● **ACTIVITY**: How many lines below include the string "door"? State the number alone.

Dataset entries
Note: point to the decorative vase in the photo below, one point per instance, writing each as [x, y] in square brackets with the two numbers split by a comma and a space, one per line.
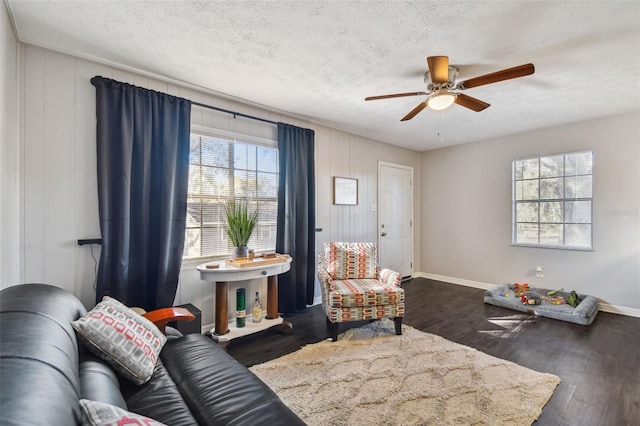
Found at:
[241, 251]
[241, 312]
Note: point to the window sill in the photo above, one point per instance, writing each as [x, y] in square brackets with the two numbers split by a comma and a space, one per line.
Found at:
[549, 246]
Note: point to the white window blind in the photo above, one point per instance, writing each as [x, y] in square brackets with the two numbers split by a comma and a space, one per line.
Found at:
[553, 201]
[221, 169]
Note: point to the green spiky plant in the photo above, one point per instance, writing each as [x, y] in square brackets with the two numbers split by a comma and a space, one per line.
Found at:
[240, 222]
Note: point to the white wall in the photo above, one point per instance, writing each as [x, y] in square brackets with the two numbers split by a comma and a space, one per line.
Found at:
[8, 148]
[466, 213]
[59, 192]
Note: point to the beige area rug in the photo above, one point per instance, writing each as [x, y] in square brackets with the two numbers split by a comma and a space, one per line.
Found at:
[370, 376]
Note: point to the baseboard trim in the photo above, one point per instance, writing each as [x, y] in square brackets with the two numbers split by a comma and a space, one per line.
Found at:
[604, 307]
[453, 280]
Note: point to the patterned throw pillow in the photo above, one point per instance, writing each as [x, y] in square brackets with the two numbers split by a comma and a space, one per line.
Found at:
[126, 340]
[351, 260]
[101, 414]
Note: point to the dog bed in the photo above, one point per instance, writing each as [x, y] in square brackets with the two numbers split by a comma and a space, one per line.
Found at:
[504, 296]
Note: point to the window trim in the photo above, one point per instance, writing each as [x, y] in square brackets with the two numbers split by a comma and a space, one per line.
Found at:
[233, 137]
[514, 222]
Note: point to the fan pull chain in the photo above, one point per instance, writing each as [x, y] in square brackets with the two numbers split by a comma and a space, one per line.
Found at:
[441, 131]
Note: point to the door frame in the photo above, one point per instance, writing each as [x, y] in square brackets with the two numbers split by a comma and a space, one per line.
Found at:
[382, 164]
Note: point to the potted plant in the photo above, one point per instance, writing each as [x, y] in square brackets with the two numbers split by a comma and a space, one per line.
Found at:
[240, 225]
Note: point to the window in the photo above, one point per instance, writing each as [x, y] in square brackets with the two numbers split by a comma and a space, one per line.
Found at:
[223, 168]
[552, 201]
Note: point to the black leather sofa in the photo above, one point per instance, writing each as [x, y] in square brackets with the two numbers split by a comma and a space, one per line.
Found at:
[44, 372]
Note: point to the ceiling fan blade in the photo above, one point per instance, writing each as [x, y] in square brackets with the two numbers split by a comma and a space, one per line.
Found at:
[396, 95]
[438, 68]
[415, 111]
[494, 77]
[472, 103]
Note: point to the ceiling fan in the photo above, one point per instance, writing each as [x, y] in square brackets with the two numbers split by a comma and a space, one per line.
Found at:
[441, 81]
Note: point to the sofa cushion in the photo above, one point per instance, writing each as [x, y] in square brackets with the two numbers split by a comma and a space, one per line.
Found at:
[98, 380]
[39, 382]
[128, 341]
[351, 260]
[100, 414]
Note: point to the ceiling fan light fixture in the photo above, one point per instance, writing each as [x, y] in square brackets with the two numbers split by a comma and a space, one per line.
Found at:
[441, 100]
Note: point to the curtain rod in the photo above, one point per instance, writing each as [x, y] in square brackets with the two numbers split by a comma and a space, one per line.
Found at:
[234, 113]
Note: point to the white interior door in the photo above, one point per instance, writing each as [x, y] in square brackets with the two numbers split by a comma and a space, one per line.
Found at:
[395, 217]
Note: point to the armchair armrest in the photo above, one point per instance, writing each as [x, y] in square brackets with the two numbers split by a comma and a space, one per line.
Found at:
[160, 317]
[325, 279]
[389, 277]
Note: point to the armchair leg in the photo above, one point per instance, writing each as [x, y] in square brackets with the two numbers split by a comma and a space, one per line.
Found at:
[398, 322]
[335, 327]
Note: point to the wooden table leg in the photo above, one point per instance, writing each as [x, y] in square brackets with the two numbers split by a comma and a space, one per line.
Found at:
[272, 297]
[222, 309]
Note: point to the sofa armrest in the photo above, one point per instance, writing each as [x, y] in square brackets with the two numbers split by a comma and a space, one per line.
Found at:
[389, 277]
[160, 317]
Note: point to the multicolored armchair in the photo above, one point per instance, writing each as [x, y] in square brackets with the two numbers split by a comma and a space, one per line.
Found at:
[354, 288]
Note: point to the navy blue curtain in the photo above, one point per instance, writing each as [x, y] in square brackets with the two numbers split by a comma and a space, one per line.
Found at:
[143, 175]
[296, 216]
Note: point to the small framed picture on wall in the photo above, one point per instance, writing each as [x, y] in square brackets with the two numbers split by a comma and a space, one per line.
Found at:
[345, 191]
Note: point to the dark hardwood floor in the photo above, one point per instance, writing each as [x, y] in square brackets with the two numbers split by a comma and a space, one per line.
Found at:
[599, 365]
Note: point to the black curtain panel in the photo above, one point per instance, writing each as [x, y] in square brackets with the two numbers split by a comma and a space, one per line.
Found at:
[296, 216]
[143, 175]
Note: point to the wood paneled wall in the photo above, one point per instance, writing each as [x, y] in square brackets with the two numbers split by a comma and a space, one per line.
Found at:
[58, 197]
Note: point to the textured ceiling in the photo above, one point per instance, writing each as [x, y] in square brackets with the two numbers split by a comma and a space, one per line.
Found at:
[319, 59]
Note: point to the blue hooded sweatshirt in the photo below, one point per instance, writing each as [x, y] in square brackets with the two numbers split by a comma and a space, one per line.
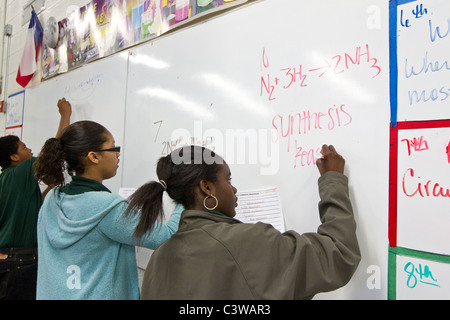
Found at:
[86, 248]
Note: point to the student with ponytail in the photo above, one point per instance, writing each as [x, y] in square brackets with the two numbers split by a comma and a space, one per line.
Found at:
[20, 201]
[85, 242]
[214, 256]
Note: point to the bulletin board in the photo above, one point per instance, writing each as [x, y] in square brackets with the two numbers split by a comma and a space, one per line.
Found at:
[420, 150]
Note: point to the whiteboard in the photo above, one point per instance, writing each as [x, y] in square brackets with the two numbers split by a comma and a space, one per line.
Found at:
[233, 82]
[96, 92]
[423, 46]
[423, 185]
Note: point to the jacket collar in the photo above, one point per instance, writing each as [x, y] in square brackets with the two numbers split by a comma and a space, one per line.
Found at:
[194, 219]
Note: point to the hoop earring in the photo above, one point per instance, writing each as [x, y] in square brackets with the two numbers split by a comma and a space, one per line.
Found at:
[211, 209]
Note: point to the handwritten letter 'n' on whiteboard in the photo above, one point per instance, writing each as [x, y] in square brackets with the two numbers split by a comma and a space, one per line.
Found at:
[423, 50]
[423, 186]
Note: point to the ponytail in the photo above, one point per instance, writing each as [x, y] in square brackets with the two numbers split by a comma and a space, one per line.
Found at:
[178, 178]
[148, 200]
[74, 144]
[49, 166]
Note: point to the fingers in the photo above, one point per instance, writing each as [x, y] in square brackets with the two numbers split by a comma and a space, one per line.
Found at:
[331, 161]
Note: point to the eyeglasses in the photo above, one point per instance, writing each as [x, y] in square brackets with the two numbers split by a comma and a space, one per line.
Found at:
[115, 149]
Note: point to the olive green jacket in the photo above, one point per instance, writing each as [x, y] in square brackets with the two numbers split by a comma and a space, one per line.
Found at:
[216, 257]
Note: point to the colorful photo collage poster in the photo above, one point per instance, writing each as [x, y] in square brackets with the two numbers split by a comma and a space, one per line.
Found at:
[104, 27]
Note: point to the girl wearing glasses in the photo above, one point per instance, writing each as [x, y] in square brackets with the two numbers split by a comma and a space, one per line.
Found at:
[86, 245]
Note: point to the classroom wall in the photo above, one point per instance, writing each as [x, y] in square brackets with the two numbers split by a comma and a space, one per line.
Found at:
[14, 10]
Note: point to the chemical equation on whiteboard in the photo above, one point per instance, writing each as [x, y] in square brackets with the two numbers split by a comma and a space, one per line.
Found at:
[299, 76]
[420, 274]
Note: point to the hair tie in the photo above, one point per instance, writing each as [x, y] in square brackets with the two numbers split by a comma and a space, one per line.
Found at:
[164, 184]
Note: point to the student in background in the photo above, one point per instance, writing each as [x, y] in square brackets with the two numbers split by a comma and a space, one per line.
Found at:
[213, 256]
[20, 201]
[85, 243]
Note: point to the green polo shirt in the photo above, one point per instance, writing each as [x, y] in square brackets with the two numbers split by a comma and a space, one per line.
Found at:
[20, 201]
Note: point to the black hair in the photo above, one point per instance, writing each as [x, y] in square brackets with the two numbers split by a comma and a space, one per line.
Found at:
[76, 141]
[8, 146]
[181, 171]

● **ANSWER TO THIS EXERCISE**: 2